* **İstek A**:
Diyarbakır'daki tören yazısına göre şu soruları yanıtlayın:
(i) Kutlaması ve ödül töreni yapılan cemiyetin kaçıncı kuruluş yıldönümüydü?
(ii) Törene birkaç dakika erken gelen kişi kimdi?
(iii) Vali Aksoy, Kışanak'ın sorusu üzerine neyi açıkladı?
* **İstek B**:
Diyarbakır'daki tören yazısını, son cümlesinin ardından gelecek bölümle sürdürün.

* **Belge bölümü**:

● ● ● ●

Ötekini anlamadan
DİYARBAKIR
Bu topraklarda insan ne söylediği veya yaptığına değil, nasıl bilinip anlaşıldığına bakarak kabul görüyor.
Bütün değerlendirmeler de bilinç altına yerleşmiş algı üzerinden yürüyor; karşısındaki ne derse desin o ne anladığına bakıyor.
Güneydoğu Gazeteciler Cemiyeti’nin (GDGC) 30’uncu kuruluş yıldönümü kutlaması ve ödül töreninde de böyle oldu.
Baştan bir noktayı belirteyim; son 1 yılın en önemli haberlerine bölgedeki arkadaşlar imza atmış.
Gelelim yaşananlara...
Her şey güzel başladı; Diyarbakır Büyükşehir Belediyesi Eşbaşkanı Gültan Kışanak törene birkaç dakika erken geldi.
Vali Hüseyin Aksoy’un henüz gelmediğini öğrenince de salona geçmedi, yandaki bölümde bekledi.
Vali Aksoy geldikten sonra, Başsavcı Ramazan Solmaz, Emniyet Müdürü Adnan Taşdan ile aynı masaya geçti, sohbet sıcak başladı...
Vali Aksoy, her mahallede seçmenin kendi sandığında oy kullanacağını Kışanak’ın sorusu üzerine açıkladı.
Sandık sayısının arttığına da vurgu yaptı.

● ● ● ●

* **Sağlanan veriler**:
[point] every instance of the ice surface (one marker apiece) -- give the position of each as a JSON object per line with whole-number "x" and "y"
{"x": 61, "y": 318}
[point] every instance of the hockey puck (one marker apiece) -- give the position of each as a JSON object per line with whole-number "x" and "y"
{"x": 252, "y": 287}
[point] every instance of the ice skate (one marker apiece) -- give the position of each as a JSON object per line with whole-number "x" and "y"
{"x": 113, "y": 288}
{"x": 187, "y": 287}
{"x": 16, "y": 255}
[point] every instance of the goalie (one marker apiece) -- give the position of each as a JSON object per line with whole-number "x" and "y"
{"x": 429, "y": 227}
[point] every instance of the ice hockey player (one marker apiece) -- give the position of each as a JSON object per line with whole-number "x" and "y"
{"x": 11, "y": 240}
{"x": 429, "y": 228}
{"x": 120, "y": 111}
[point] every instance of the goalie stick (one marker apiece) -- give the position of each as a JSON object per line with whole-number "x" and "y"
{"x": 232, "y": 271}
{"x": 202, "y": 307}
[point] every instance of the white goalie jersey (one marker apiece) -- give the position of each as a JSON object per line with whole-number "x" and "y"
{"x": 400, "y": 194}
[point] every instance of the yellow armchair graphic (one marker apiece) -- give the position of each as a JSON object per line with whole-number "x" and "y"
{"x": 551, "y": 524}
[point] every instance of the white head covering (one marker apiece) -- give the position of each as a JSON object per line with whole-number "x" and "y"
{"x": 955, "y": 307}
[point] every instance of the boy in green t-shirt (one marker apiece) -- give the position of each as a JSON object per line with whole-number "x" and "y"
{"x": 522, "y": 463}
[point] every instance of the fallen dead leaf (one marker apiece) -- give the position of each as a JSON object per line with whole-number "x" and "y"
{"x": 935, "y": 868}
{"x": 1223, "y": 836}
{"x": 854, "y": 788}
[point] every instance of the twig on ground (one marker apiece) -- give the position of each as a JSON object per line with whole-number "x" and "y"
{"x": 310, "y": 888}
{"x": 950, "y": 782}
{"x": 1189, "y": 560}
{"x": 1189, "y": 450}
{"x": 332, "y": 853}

● ● ● ●

* **Görev sonucu A**:
(i) Güneydoğu Gazeteciler Cemiyeti'nin 30'uncu kuruluş yıldönümüydü.
(ii) Diyarbakır Büyükşehir Belediyesi Eşbaşkanı Gültan Kışanak'tı.
(iii) Her mahallede seçmenin kendi sandığında oy kullanacağını açıkladı.

* **Görev sonucu B**:
Biraz ileride birlikte oturan CHP adayı, AK Parti İl Başkanı ve HDP İl Başkan Yardımcısı’nın muhabbetlerinin güzelliğine dikkat çekildi.
Silvan’daki sokağa çıkma yasağının akşam saatlerinde kaldırıldığını da Vali Aksoy soru üzerine dile getirdi.
Kısa süre önce gözaltına alınan Diyarbakır Baro Başkanı Tahir Elçi de “İstanbul havası almışa benziyor” esprileri arasında gelip masadaki yerine oturdu.
SORUŞTURMA AÇILDI
Kürsüde konuşmasını yapan GDGC Başkanı, Habertürk Diyarbakır Temsilcisi arkadaşım Veysi İpek, tam bu sırada gazetecilere yapılan saldırılara dikkat çekti.
Kışanak, emniyet müdürü ve başsavcıya dönüp “bir gazetecinin kafasına silah dayayan polis hakkında ne yapıldığını?” sordu.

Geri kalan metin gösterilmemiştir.